(Stored items)

>>

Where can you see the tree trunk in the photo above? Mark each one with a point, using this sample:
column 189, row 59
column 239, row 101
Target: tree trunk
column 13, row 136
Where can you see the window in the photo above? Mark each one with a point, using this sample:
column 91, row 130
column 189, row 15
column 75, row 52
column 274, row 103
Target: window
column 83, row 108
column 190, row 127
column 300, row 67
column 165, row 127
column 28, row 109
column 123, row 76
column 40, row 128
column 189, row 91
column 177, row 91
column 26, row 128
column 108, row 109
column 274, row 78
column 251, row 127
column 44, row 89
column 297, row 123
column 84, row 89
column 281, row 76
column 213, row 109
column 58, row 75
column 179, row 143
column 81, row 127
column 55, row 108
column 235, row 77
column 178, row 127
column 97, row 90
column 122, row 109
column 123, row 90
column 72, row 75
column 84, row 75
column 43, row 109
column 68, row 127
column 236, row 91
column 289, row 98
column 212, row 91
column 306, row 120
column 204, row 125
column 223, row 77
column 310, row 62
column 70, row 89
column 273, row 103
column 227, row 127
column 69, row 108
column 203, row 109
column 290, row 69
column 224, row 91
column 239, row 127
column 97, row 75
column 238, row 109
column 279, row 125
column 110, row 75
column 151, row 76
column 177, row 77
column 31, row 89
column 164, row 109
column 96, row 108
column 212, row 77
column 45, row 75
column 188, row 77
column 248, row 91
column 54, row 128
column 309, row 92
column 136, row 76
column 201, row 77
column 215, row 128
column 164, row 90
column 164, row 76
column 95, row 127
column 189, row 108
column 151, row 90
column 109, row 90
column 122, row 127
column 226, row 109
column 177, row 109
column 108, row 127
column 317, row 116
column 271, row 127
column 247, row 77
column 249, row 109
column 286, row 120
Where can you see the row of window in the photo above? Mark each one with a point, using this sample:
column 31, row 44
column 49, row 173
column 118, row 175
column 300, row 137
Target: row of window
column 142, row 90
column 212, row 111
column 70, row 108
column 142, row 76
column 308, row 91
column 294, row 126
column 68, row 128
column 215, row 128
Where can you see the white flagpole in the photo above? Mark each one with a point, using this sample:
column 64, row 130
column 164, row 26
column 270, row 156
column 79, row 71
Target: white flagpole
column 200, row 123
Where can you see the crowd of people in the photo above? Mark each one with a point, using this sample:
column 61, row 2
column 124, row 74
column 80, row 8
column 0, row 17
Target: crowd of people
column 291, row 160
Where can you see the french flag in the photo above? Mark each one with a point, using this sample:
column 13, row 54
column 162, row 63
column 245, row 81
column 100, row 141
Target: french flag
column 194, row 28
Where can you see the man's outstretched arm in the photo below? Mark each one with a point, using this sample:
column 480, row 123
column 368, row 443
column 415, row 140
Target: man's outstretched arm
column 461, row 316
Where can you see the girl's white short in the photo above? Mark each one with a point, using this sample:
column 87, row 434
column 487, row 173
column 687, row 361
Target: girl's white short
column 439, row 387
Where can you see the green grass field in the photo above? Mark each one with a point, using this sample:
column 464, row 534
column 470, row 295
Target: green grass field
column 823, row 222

<<

WHAT THIS TASK INVOLVES. For this exercise, please output exactly the lines above starting at the line with "Where can you see the row" and ending at the line with "column 687, row 361", ends included.

ANSWER TO THIS TASK.
Where can you see the row of window in the photo above? Mark each one with a point, using this sample:
column 31, row 44
column 49, row 173
column 118, row 175
column 300, row 137
Target: row of window
column 142, row 90
column 212, row 111
column 70, row 108
column 142, row 76
column 308, row 91
column 294, row 126
column 68, row 128
column 215, row 128
Where can you see the white flagpole in the photo above? Mark each one with a point, using this sample:
column 64, row 130
column 164, row 26
column 270, row 156
column 79, row 71
Target: white flagpole
column 200, row 123
Where can you see the crowd of people in the photo above? Mark each one with a point, using this sample:
column 61, row 2
column 124, row 74
column 80, row 8
column 0, row 17
Target: crowd of people
column 291, row 160
Where can you see the french flag in the photo above? Mark each one with a point, using this sample:
column 13, row 54
column 162, row 63
column 245, row 81
column 100, row 141
Target: french flag
column 194, row 28
Where can you see the man's outstretched arm in the photo below? Mark each one with a point, using this sample:
column 480, row 123
column 368, row 443
column 415, row 140
Target: man's outstretched arm
column 461, row 316
Where can you see the girl's white short in the photo above? Mark each one with a point, using this sample:
column 87, row 434
column 487, row 173
column 687, row 361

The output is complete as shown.